Count the lines in the data below that contain the word "boat". Reply with the number alone.

━━ Information given ━━

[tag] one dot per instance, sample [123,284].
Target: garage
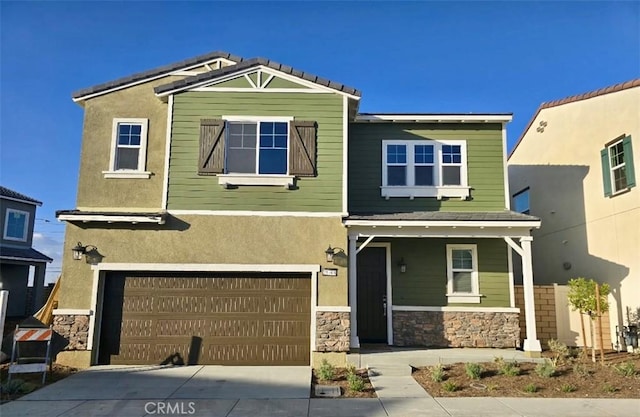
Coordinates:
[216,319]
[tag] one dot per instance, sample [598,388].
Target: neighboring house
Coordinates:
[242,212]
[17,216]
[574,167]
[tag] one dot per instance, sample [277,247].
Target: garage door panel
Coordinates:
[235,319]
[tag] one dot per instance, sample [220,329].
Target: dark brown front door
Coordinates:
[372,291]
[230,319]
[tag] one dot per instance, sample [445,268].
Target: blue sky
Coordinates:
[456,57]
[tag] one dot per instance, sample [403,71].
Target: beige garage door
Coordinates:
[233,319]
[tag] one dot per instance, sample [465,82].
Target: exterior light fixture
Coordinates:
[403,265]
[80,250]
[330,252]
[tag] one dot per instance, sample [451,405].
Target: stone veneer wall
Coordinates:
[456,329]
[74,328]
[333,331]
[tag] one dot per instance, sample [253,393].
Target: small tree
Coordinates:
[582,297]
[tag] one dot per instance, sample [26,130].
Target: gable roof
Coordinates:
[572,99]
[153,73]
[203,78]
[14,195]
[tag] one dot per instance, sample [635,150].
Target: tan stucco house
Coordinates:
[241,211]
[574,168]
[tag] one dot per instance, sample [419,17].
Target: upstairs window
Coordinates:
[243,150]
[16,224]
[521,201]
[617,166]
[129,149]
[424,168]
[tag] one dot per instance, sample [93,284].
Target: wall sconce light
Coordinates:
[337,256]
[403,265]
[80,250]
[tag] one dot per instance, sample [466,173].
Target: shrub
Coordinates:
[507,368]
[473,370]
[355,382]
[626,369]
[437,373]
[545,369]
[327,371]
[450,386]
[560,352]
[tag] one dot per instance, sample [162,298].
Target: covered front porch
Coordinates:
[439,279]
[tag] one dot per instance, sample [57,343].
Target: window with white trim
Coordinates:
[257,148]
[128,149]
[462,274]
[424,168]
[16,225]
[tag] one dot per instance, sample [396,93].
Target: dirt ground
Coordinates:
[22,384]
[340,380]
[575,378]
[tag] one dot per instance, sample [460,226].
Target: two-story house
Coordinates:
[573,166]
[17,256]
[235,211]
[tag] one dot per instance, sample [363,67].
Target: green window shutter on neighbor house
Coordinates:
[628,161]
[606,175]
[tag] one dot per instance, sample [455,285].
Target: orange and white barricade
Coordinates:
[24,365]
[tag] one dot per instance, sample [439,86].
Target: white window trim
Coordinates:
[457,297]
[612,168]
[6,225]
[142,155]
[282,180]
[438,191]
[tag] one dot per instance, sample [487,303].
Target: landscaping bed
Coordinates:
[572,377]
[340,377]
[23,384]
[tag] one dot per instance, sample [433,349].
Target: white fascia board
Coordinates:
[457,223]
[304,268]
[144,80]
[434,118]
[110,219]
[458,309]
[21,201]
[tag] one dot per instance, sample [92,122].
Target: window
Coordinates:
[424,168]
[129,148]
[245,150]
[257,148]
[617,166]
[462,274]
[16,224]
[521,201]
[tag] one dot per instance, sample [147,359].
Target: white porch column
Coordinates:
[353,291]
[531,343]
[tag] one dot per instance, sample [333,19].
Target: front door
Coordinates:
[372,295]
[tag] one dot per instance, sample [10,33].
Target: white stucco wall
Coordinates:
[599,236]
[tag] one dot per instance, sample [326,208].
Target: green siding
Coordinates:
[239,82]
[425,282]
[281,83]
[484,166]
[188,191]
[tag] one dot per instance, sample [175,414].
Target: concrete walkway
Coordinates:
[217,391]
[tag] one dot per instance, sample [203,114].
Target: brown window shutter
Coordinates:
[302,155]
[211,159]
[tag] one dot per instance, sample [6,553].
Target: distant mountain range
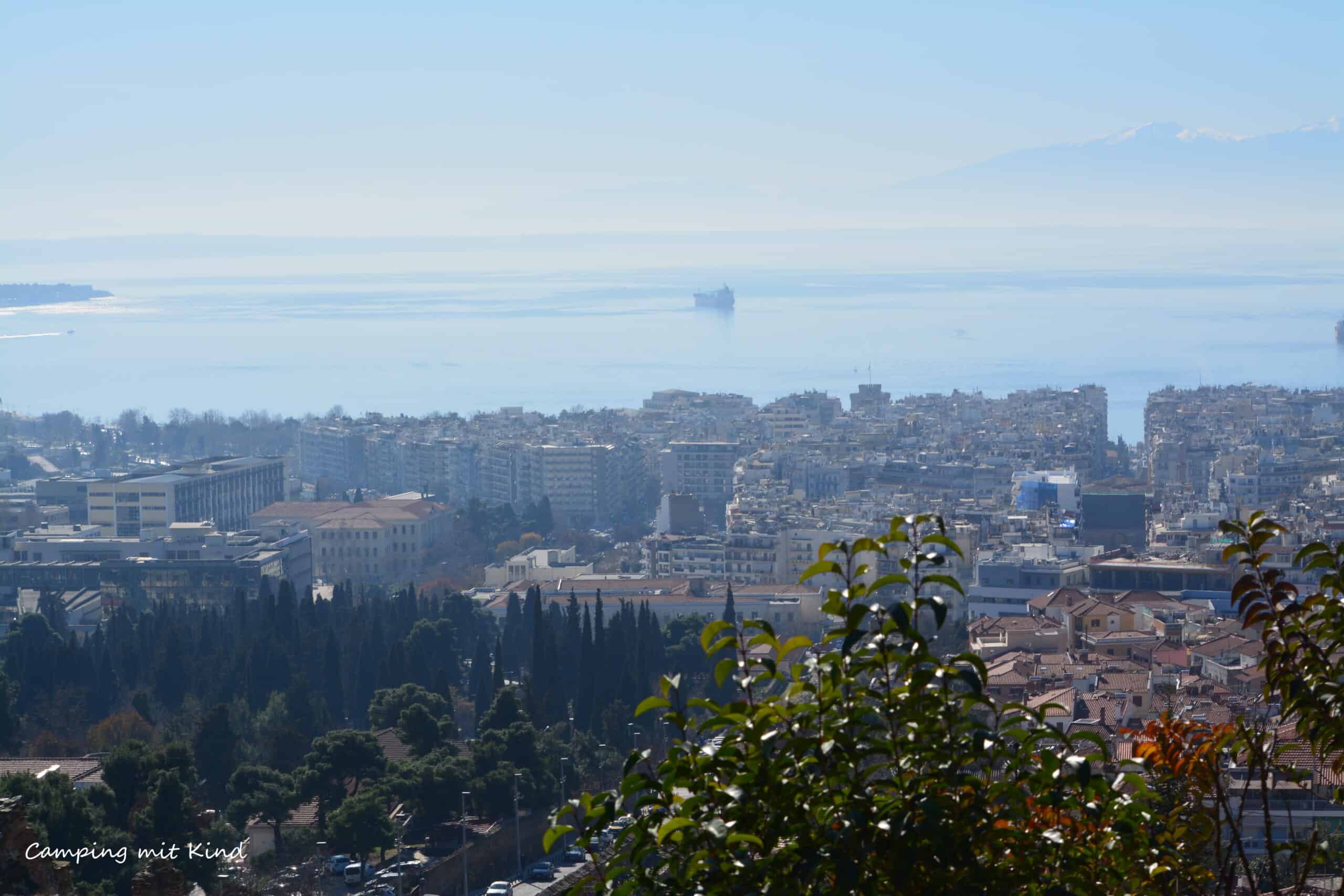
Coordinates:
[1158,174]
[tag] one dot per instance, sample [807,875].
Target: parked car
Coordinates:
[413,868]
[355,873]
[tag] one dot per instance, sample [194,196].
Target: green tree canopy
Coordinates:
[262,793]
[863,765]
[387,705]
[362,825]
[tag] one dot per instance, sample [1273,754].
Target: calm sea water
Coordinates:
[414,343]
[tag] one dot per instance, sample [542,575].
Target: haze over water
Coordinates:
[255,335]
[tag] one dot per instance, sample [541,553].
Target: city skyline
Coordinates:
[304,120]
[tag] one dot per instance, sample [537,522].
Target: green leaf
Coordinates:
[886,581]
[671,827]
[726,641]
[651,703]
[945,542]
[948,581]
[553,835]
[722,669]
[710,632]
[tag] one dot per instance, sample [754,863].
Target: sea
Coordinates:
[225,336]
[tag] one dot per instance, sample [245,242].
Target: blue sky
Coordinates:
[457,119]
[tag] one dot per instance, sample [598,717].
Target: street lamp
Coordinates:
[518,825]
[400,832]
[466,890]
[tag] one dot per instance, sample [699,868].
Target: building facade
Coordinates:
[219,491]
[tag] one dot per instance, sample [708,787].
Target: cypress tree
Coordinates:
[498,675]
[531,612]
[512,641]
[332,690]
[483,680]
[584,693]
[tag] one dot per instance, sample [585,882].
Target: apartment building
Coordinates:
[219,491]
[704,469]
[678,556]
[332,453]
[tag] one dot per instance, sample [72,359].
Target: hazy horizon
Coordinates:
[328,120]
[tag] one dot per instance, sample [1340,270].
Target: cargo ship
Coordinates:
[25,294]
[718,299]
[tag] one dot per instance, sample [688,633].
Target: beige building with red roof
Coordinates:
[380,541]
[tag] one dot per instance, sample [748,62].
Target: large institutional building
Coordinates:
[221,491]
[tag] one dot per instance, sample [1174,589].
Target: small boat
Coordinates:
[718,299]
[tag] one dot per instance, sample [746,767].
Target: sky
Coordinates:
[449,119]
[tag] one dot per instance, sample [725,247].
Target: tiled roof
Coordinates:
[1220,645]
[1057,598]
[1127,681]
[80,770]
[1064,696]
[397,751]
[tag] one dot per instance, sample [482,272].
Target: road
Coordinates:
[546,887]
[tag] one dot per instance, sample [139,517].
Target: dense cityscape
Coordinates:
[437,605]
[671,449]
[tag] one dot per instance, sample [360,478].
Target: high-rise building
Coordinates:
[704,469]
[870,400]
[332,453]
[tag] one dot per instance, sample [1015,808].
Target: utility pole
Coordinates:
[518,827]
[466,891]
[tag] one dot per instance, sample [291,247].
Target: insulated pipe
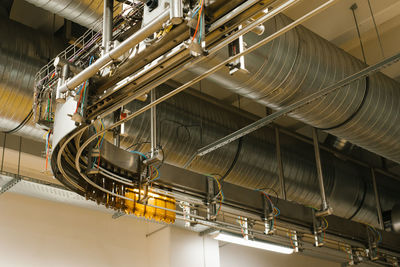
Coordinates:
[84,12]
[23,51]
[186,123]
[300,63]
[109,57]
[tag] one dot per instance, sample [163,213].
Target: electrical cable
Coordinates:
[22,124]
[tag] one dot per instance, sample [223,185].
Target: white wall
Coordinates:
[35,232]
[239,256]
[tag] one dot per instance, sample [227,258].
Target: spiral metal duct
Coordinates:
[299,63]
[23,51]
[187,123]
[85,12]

━━━
━━ Information given ━━

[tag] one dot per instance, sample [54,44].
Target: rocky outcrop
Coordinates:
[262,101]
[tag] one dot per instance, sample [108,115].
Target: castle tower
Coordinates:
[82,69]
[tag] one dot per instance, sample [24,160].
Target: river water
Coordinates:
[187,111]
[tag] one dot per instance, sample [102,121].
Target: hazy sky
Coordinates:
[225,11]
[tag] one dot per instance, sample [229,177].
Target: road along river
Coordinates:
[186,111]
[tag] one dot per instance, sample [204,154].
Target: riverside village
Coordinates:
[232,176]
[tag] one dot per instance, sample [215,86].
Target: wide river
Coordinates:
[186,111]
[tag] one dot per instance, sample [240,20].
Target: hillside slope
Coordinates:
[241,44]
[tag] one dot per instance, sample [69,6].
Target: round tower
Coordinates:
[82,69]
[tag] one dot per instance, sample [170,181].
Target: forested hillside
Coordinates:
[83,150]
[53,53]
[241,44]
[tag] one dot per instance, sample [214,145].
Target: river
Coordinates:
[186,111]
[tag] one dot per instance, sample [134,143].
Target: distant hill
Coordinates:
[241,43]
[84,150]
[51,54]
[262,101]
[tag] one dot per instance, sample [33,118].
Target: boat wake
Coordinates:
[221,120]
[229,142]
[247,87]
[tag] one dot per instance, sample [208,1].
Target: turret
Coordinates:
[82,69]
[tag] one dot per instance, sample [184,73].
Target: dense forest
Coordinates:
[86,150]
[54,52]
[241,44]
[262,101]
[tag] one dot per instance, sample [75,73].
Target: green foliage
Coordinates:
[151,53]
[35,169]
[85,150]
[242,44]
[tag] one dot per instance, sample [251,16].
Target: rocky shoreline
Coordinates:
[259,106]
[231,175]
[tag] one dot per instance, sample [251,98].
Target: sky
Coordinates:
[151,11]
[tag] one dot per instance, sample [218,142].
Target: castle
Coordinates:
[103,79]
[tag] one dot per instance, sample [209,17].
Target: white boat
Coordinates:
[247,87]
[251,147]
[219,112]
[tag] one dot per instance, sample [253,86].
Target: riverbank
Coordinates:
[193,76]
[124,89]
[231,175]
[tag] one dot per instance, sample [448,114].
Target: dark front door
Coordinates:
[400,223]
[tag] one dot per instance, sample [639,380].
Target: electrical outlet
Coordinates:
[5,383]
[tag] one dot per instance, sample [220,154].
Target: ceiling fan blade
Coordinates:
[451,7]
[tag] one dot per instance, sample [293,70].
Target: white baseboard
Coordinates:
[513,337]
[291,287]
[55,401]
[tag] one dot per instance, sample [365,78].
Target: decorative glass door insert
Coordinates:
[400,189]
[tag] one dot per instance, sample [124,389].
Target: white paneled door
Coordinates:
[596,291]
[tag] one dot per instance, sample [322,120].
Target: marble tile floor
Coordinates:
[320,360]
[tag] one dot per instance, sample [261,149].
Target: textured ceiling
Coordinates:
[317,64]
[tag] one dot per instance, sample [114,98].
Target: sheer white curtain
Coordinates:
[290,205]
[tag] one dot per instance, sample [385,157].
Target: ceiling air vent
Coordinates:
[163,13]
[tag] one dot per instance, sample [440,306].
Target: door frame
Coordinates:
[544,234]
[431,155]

━━━

Response to this exercise:
3